Artemis Prime, introduced in 2017, was the first hybrid optical / digital lens finder. Using an iPad as a screen instead of an optical eyepiece, it does not use format specific ground glass, allowing for many different camera formats to be viewed using software. This device has been used extensively by cinematographer Jaron Presant ASC on projects including Mr. Corman, Pokerface and Rampage.

Similar devices have subsequently become available, including the IBE Optics SmartFinder Pro. Some stills cameras, like the Sigma fp, also include limited director's viewfinder functionality.

==Smart phone application==
In 2008 the smartphone director's viewfinder was introduced to the motion picture industry: a software-based tool that uses either Apple or Android mobile devices with the same basic functionality of the traditional viewfinder. These software solutions offer camera format specific emulations and enable an array of additional functionality, such as the ability to take and store images with GPS tags, create frame lines to define a specific aspect ratio, create overlays and record metadata relevant in planning shoots.

#### Dataset records

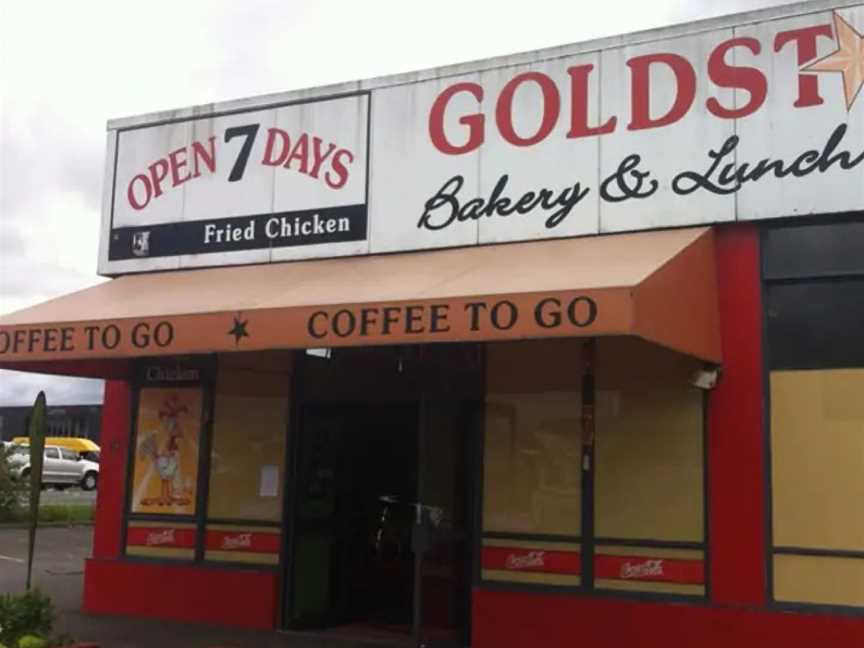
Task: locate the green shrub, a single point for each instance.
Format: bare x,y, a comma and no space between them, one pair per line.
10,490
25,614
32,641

--

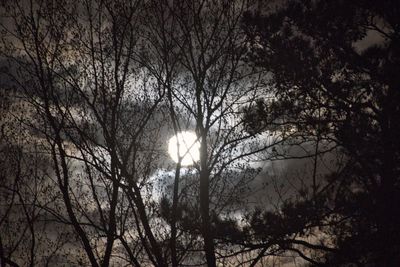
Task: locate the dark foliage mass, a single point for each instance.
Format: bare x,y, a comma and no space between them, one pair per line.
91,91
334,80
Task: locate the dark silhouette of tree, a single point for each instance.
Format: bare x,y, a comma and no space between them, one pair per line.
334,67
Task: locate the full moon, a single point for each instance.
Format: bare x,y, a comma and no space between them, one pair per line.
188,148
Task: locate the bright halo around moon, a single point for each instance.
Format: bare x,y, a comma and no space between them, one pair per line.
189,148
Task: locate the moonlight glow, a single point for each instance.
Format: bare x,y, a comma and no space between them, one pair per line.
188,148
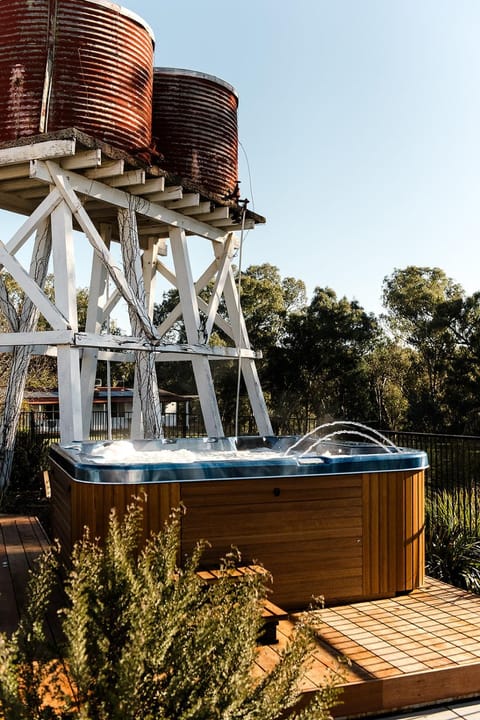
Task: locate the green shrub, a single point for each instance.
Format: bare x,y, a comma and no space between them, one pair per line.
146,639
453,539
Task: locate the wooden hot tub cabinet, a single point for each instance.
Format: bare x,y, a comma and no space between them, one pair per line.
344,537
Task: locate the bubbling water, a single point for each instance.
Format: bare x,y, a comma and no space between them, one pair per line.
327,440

#### What you will do
[1] Reproduce the part of the passage on director's viewfinders that opens with the words containing "Artemis Prime, introduced" and closes with "Pokerface and Rampage.".
[2] Resume the passage on director's viewfinders after its last sentence and extend it.
The records have no connection to the passage on director's viewfinders.

#### Responses for each task
[1]
Artemis Prime, introduced in 2017, was the first hybrid optical / digital lens finder. Using an iPad as a screen instead of an optical eyepiece, it does not use format specific ground glass, allowing for many different camera formats to be viewed using software. This device has been used extensively by cinematographer Jaron Presant ASC on projects including Mr. Corman, Pokerface and Rampage.

[2]
With digital media taking the place of traditional storyboards and printed script breakdowns, digital viewfinder applications have the advantage of being able to capture video sequences, allowing for a much higher level of detail in pre-production. They are also considerably cheaper than physical devices, giving greater flexibility and functionality of the traditional viewfinder but lacking the critical assessment characteristics of the lens finder.

Artemis Directors Viewfinder, the first mobile app of its kind, was awarded an Emmy in 2018 for Outstanding Achievement in Engineering Development and the BSC Bert Easey Award in recognition of its widespread use and contribution to filmmaking.